### Task to carry out:
How many lines in the entries below contain the string "building"? Reply with the number only.
----------------------------------------
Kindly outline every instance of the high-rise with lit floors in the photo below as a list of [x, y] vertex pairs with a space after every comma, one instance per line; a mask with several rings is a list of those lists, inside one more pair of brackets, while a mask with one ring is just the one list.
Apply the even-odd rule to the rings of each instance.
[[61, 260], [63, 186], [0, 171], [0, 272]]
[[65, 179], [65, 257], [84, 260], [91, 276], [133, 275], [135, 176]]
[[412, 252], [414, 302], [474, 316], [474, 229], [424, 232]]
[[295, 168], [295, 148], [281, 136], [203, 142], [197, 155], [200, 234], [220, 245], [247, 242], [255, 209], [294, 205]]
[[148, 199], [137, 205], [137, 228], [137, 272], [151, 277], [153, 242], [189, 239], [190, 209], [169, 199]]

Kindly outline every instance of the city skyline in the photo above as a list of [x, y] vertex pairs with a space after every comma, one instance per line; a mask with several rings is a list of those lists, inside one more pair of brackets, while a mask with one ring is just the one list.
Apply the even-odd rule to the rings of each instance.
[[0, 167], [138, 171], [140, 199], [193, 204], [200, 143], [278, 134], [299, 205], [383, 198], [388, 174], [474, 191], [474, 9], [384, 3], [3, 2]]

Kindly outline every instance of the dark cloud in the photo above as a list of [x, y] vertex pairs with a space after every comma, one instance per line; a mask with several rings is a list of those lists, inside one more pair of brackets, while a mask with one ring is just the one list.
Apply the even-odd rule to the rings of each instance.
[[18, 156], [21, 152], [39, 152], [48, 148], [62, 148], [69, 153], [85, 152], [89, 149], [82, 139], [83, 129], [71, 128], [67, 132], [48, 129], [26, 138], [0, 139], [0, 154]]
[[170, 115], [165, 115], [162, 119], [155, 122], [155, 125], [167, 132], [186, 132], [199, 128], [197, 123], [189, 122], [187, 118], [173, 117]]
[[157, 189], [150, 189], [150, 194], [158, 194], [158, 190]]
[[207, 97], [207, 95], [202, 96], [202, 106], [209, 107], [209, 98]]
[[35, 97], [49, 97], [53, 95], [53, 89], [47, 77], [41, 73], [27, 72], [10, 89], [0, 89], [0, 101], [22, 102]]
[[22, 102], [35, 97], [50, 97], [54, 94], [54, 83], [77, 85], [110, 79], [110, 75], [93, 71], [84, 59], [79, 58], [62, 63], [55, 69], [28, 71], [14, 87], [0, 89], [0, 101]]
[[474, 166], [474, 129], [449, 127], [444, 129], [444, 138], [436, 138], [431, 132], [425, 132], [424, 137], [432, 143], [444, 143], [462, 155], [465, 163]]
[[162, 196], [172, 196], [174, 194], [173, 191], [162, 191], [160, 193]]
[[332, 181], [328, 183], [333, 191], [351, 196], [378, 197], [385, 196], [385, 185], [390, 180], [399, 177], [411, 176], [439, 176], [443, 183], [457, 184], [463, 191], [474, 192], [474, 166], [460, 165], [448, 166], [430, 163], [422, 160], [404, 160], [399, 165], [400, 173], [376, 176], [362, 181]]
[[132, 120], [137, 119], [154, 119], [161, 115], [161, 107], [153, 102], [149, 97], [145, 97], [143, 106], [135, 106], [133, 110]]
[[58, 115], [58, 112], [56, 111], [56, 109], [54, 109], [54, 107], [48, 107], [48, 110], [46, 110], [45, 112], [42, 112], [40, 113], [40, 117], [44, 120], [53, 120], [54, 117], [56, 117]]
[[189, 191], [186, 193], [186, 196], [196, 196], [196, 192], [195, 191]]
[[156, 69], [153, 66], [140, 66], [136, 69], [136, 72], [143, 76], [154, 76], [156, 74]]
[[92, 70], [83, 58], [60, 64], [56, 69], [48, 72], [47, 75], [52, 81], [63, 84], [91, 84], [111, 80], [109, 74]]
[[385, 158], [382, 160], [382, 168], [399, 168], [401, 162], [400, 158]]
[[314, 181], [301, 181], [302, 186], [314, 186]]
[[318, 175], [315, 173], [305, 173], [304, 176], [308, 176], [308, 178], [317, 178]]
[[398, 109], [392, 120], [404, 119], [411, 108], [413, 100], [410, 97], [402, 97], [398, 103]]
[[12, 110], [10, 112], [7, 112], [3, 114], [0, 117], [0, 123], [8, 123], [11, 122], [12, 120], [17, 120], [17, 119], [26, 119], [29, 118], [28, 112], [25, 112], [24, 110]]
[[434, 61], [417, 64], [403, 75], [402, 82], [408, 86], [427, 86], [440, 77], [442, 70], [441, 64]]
----------------------------------------
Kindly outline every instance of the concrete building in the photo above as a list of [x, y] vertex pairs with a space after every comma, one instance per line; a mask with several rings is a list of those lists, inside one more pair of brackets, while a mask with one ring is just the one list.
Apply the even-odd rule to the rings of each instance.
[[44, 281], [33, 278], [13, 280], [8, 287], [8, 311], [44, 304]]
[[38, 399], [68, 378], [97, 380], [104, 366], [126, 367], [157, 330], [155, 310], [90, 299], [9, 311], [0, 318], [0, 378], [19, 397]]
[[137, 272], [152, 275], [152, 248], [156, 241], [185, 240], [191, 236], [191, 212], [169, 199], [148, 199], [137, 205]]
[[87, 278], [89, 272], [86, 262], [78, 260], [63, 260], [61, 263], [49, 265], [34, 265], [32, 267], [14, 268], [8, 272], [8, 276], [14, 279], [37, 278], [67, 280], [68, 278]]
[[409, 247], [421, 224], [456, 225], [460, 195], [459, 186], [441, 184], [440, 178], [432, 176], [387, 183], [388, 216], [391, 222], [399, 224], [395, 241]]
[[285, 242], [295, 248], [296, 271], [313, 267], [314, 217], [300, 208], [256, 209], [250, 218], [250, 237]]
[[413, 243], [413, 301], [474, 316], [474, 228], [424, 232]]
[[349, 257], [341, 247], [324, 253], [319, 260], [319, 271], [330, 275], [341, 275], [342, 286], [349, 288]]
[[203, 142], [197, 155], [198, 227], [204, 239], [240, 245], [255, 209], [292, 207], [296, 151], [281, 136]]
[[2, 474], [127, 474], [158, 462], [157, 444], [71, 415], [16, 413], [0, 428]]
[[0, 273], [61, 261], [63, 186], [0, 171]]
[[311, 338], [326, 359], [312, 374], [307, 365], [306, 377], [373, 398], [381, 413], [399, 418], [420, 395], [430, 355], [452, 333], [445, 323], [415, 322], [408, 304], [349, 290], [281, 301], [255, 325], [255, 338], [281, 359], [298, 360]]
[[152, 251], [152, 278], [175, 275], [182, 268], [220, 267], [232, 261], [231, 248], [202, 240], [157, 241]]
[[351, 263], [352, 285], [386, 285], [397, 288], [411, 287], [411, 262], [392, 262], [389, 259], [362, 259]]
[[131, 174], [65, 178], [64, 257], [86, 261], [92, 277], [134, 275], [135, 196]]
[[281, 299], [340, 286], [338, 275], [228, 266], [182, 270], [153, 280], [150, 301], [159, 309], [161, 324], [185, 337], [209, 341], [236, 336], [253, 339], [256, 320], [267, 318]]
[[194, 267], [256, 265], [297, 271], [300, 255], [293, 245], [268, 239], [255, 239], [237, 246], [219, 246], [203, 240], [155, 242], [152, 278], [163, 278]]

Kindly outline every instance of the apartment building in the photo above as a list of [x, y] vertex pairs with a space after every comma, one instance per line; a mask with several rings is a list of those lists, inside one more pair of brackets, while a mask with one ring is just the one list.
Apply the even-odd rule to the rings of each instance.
----------------------------------------
### Response:
2